## VORLIEGENDER AUSZUG
┄┄┄┄┄┄┄┄┄┄

Bei der Spielvereinigung Unterhaching sind zwei aktive Stützen der Drittliga-Mannschaft in die Führungsebene des Vereins aufgerückt: Kapitän Josef Welzmüller ist nebenbei Technischer Leiter, der Verteidiger und Präsidentensohn Markus Schwabl Sportdirektor. Und ein Blick auf die Tabelle zeigt: Das Konzept geht bisher auf.

Von Stefan Galler, Unterhaching

Auch an diesem Samstag war die Stimmung im Unterhachinger Sportpark wieder euphorisch: Mit 2:1 rang die Spielvereinigung den bisherigen Spitzenreiter Viktoria Köln nieder, als Aufsteiger kletterten die Rot-Blauen dadurch auf Tabellenplatz zwei der dritten Fußball-Liga. Selbst wenn die Saison noch am Anfang steht, zeichnet sich doch schon ab, dass das Konzept von Präsident Manfred Schwabl aufgeht: Mannschaft und Klub präsentieren sich jung und bodenständig - ein Gegenentwurf zu all den finanziellen Exzessen, die den Profifußball heutzutage in Misskredit bringen. Und dieses Image wird nun auch in der Vereinsführung gepflegt: Boss Schwabl, 57, hat eine mittlere Ebene mit drei jungen Männern ins Organigramm eingebaut, von denen zwei sogar noch aktiv Fußball spielen.

┄┄┄┄┄┄┄┄┄┄

## GEGEBENE ANGABEN

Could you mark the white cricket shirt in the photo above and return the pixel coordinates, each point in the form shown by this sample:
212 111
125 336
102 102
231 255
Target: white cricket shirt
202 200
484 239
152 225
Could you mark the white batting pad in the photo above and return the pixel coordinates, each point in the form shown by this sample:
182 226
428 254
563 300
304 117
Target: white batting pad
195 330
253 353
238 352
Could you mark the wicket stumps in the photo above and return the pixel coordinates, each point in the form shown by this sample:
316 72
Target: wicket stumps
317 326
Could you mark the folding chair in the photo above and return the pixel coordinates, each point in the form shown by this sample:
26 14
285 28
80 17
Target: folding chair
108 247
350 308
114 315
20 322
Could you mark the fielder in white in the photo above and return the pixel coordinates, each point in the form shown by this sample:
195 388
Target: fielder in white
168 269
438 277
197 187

┄┄┄┄┄┄┄┄┄┄

## KURZE AUFGABE 1
Auf welchen Tabellenplatz kletterte die Spielvereinigung Unterhaching laut dem Auszug über den Verein durch den Sieg gegen Viktoria Köln?
## KURZE AUFGABE 2
Übertrage aus dem Auszug über Unterhaching diesen Satz ins Englische: „Und dieses Image wird nun auch in der Vereinsführung gepflegt: Boss Schwabl, 57, hat eine mittlere Ebene mit drei jungen Männern ins Organigramm eingebaut, von denen zwei sogar noch aktiv Fußball spielen.“

## VOLLSTÄNDIGE ANTWORT 1
Die Spielvereinigung Unterhaching kletterte auf Tabellenplatz zwei der dritten Fußball-Liga.

## VOLLSTÄNDIGE ANTWORT 2
And this image is now also being cultivated in the club's leadership: boss Schwabl, 57, has built a middle level with three young men into the organizational chart, two of whom even still play soccer actively.